[Dataset items]
● ● ● ● ● ● ●

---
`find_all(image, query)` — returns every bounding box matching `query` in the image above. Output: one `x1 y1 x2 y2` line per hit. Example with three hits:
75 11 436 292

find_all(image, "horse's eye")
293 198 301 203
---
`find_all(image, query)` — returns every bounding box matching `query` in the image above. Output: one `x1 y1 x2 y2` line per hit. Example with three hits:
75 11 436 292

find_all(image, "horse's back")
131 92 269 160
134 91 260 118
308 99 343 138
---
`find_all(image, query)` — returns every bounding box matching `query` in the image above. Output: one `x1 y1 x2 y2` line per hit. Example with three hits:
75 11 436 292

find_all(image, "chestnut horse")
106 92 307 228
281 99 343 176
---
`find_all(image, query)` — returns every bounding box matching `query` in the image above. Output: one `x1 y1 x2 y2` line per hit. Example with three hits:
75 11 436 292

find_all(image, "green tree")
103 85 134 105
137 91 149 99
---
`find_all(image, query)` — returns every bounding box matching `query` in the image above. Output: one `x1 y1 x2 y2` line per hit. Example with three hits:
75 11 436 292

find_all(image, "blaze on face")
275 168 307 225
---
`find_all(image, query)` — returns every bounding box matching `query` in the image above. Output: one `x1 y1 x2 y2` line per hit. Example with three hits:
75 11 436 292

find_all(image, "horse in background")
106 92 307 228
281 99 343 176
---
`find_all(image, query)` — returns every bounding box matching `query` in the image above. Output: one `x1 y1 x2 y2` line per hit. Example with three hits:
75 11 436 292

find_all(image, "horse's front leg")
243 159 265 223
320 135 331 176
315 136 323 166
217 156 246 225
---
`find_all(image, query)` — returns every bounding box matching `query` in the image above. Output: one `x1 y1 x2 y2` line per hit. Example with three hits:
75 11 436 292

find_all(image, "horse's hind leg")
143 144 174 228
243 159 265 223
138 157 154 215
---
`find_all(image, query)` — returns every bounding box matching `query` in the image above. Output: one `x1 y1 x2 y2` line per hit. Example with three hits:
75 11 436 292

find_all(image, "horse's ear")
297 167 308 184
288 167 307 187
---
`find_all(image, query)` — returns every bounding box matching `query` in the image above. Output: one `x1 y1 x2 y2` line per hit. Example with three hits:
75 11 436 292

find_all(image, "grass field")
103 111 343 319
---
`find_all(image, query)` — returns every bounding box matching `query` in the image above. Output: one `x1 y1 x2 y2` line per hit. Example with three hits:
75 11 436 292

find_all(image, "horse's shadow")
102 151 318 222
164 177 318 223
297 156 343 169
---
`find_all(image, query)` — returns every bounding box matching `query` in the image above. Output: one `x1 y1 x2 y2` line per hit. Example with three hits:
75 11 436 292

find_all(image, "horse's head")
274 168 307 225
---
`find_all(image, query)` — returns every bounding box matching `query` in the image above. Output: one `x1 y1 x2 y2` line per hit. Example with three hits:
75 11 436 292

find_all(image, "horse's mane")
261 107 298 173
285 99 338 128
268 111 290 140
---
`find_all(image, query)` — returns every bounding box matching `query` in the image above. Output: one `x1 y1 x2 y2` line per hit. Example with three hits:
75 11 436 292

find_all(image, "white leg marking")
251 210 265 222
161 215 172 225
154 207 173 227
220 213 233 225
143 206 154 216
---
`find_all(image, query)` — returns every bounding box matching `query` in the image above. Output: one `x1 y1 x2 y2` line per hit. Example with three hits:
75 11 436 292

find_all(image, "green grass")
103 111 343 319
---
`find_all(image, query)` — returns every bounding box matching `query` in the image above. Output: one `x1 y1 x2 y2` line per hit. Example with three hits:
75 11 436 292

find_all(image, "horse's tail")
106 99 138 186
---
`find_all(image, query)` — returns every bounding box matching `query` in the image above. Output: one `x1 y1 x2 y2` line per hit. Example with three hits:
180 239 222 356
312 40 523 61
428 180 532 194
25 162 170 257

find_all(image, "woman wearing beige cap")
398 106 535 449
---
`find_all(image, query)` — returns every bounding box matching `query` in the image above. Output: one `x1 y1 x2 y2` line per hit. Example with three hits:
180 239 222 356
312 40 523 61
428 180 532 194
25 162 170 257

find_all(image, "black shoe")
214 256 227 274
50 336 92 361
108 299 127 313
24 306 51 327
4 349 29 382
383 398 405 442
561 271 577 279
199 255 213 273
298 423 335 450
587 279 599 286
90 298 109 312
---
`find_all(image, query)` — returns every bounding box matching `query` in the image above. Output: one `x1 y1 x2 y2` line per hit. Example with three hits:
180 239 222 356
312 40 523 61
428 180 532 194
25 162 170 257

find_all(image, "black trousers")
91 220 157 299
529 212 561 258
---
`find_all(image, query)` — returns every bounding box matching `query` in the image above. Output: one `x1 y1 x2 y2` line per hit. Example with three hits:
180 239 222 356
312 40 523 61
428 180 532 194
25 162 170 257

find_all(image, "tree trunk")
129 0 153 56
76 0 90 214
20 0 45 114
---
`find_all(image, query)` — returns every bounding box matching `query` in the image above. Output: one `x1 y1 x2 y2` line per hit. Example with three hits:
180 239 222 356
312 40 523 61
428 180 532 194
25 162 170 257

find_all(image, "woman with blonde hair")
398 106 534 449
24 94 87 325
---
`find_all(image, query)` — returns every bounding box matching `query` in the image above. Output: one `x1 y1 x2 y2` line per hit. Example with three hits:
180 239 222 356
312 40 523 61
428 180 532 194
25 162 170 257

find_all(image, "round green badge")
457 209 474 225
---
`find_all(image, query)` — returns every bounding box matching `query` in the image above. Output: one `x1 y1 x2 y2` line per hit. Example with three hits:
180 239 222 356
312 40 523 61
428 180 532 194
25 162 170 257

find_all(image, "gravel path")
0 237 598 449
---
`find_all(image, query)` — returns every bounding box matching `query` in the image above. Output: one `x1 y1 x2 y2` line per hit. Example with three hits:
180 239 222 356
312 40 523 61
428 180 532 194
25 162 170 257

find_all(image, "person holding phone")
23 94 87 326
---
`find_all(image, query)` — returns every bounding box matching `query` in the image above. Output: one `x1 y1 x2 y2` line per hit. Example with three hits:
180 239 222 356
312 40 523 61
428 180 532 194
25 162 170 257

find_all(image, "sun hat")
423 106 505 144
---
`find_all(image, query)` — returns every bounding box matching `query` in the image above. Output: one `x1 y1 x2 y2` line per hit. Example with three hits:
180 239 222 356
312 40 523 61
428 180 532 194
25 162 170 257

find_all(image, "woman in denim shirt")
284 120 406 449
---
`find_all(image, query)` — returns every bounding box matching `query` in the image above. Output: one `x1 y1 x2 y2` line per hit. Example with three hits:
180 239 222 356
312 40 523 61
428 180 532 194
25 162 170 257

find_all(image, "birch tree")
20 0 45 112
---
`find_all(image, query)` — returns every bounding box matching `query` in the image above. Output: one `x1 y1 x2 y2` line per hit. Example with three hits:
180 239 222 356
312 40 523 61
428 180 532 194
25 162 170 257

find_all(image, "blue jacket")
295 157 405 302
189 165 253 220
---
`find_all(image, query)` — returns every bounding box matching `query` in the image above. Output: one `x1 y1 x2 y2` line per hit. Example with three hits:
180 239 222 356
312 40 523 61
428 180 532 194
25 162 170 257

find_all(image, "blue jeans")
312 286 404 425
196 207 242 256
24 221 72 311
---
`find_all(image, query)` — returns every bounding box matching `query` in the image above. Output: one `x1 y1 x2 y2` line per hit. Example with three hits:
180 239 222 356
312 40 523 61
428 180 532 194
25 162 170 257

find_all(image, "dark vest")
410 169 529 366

● ● ● ● ● ● ●

■ **What you have to do**: Restate every entry word for word.

■ **Answer to the exercise**:
---
`find_all(image, query)` — returns every bounding box matching `query` in the image above. Output: one `x1 y1 x2 y2` line per hit. Example with three hits:
75 11 436 292

find_all(image, "horse's eye")
293 198 301 203
---
`find_all(image, query)` — returns every bounding box matching `query` in the image above. Output: one `x1 y1 x2 y2` line per hit. Example with three hits:
75 11 436 292

find_all(image, "horse's back")
131 92 269 160
134 91 260 118
308 99 343 138
---
`find_all(image, query)` — returns every bounding box matching `query` in the image above. Output: one `x1 y1 x2 y2` line per hit. Example with three hits:
75 11 436 292

find_all(image, "chestnut horse")
106 92 307 228
281 99 343 176
---
`find_all(image, query)` — returns every bounding box matching `query` in the image above. Output: one `x1 y1 x2 y2` line per hit. Example with three hits:
75 11 436 292

find_all(image, "green tree")
103 85 134 105
137 91 149 99
---
`find_all(image, query)` — returns every bounding box matching `query` in the image above. Output: one `x1 y1 x2 y2` line per hit. Example with three hits:
75 11 436 292

find_all(image, "blaze on face")
275 168 307 225
---
`find_all(image, query)` — returns every bounding box matching `query` in the image above. Output: one `x1 y1 x2 y2` line per hit. Example with three hits:
75 11 436 292

find_all(image, "horse in background")
106 92 307 228
281 99 343 176
---
`find_all(image, query)` — returns every bounding box matching `query` in the image above. Output: one `x1 y1 x2 y2` line per hit. Example with three hits:
75 11 436 292

find_all(image, "horse's front leg")
243 159 265 223
320 135 331 176
315 136 323 166
217 156 246 225
---
`find_all(image, query)` — returns every bounding box matching `query` in the image above. Output: one `x1 y1 x2 y2` line per hit. Example with three hits:
75 11 436 292

find_all(image, "horse's hind leg")
143 144 174 228
243 159 265 223
138 157 154 215
---
`find_all(image, query)` — returns every bounding box matching `query` in the image above. Output: one `x1 y1 x2 y2` line per hit. Example with three hits:
75 11 436 292

find_all(image, "horse's ear")
297 167 308 184
288 167 307 187
---
`find_all(image, query)` — returns every bounding box matching `query` in the image above. Output: one `x1 y1 x2 y2` line per hit. Example with three hits:
75 11 436 292

find_all(image, "grass field")
103 111 343 319
---
`find_all(image, query)` — returns every bounding box matching `query` in the image above. Output: one `x1 y1 x2 y2` line per hit. Example with three hits:
75 11 436 292

find_all(image, "horse's shadow")
102 151 318 222
164 177 318 223
297 156 343 169
---
`find_all(image, query)` — returns every bounding box matching `query` in the image above. Output: one `x1 y1 x2 y2` line per hit. Example with three hits:
75 11 436 292

find_all(image, "horse's head")
274 168 307 225
---
`find_all(image, query)` — returns every bounding box matching `query` in the image above. Output: one `x1 y1 x2 y2` line per hit. Example with three hits:
75 11 436 292

find_all(image, "horse's mane")
261 107 298 173
285 99 338 128
268 111 290 140
---
`find_all(image, query)` — returns every bounding box matching `query` in the image above. Output: one `x1 y1 x2 y2` line per hit. Example with three hits:
75 11 436 292

find_all(image, "white leg marking")
251 210 265 222
161 215 172 225
154 207 173 227
220 213 233 225
143 206 154 216
---
`find_all(image, query)` — returns every bounding box matching `query` in the image above. Output: one `x1 y1 x2 y2` line per hit. Example with three hits:
75 11 436 292

find_all(image, "green grass")
103 111 343 319
---
`find_all(image, query)` — returns every bounding box matching `query` in the image above. Output: one `x1 y1 x2 y2` line per hit. Example with three hits:
75 11 436 292

find_all(image, "horse's tail")
106 99 138 186
---
`find_all(image, query)` — returns every bounding box matching `query` in the image above. Output: one `x1 y1 x2 y2` line per hit. Example with three hits:
180 239 222 356
312 40 523 61
428 180 532 194
25 162 170 257

find_all(image, "woman wearing beige cap")
398 106 535 449
---
`find_all(image, query)` — returns every bounding box matching `query` in the image above. Output: one `x1 y1 x2 y2` line per hit. Example with three hits:
180 239 222 356
312 40 523 61
428 180 532 194
25 162 170 257

find_all(image, "black shoe")
214 256 227 274
50 336 92 361
108 299 127 313
24 306 51 327
4 349 29 382
383 398 405 442
561 271 577 279
199 255 213 273
298 423 335 450
587 279 599 286
90 298 109 312
---
`find_all(image, query)` — returns every bounding box matching `query` in the image above. Output: one `x1 y1 x2 y2` line per hit. Example with three hits:
180 239 222 356
312 40 523 61
428 180 532 194
25 162 170 257

find_all(image, "black trousers")
91 220 157 299
529 212 561 258
---
`find_all(image, query)` — returns every bounding box matching `query` in the image above. Output: one `x1 y1 x2 y2` line per hit. Example with three hits:
180 239 222 356
312 40 523 61
428 180 532 194
25 162 170 257

find_all(image, "tree trunk")
129 0 153 56
76 0 90 214
20 0 45 114
---
`find_all(image, query)` — returns every bounding box matching `query` in the image above. Output: one `x1 y1 x2 y2` line per hit. Example with three hits:
180 239 222 356
312 40 523 61
428 180 532 194
25 162 170 257

find_all(image, "woman with blonde hair")
398 106 534 449
24 94 87 325
---
`find_all(image, query)` — returns every bounding box matching `query` in the image above. Output: one `x1 y1 x2 y2` line per hit. Example with three hits:
180 239 222 356
312 40 523 61
428 180 532 194
25 162 170 257

find_all(image, "round green badge")
457 209 474 225
---
`find_all(image, query)` — returns every bounding box matching `query` in the image above. Output: one `x1 y1 x2 y2` line per hit. Example with three hits:
180 239 222 356
312 40 523 61
428 180 532 194
25 162 170 257

find_all(image, "gravel path")
0 237 598 449
---
`find_all(image, query)` — returns every bounding box matching `query` in the image above. Output: one `x1 y1 x2 y2` line per hit. Example with three hits:
180 239 222 356
312 40 523 61
428 180 532 194
25 162 170 257

find_all(image, "person holding phone")
23 94 87 326
---
`find_all(image, query)` — returns every bounding box matching `query` in the image above. Output: one `x1 y1 x2 y2` line per hit. Example with three hits:
180 239 222 356
312 40 523 61
428 180 532 194
25 162 170 257

find_all(image, "sun hat")
423 106 505 144
---
`find_all(image, query)` — returns every bounding box matching `query` in the image above. Output: one `x1 y1 x2 y2` line per hit. Example with three hits:
180 239 222 356
312 40 523 61
428 180 532 194
25 162 170 257

find_all(image, "woman in denim shirt")
284 120 406 449
---
`find_all(image, query)` — returns every bounding box matching `query` in the image above. Output: one `x1 y1 x2 y2` line per hit. Example with three hits:
180 239 222 356
312 40 523 61
428 180 532 194
25 162 170 257

find_all(image, "birch tree")
20 0 45 112
---
`find_all(image, query)` — returns every bounding box matching `query` in the image above. Output: one `x1 y1 x2 y2` line per hit. Example with three hits:
180 239 222 356
312 40 523 61
428 180 532 194
25 162 170 257

find_all(image, "blue jacket")
295 157 405 302
189 165 253 220
---
`find_all(image, query)` — returns every bounding box matching `query` in the image above. Output: one `x1 y1 x2 y2` line per hit. Example with three hits:
180 239 222 356
312 40 523 61
428 180 532 194
25 162 170 257

find_all(image, "blue jeans")
312 286 404 425
196 207 242 256
24 221 72 311
---
`find_all(image, query)` — returns every bounding box matching `query` in the image above. Output: one `x1 y1 x2 y2` line per hit. Example with three hits:
180 239 222 356
312 40 523 61
428 180 532 194
25 162 170 257

find_all(image, "dark vest")
410 169 529 366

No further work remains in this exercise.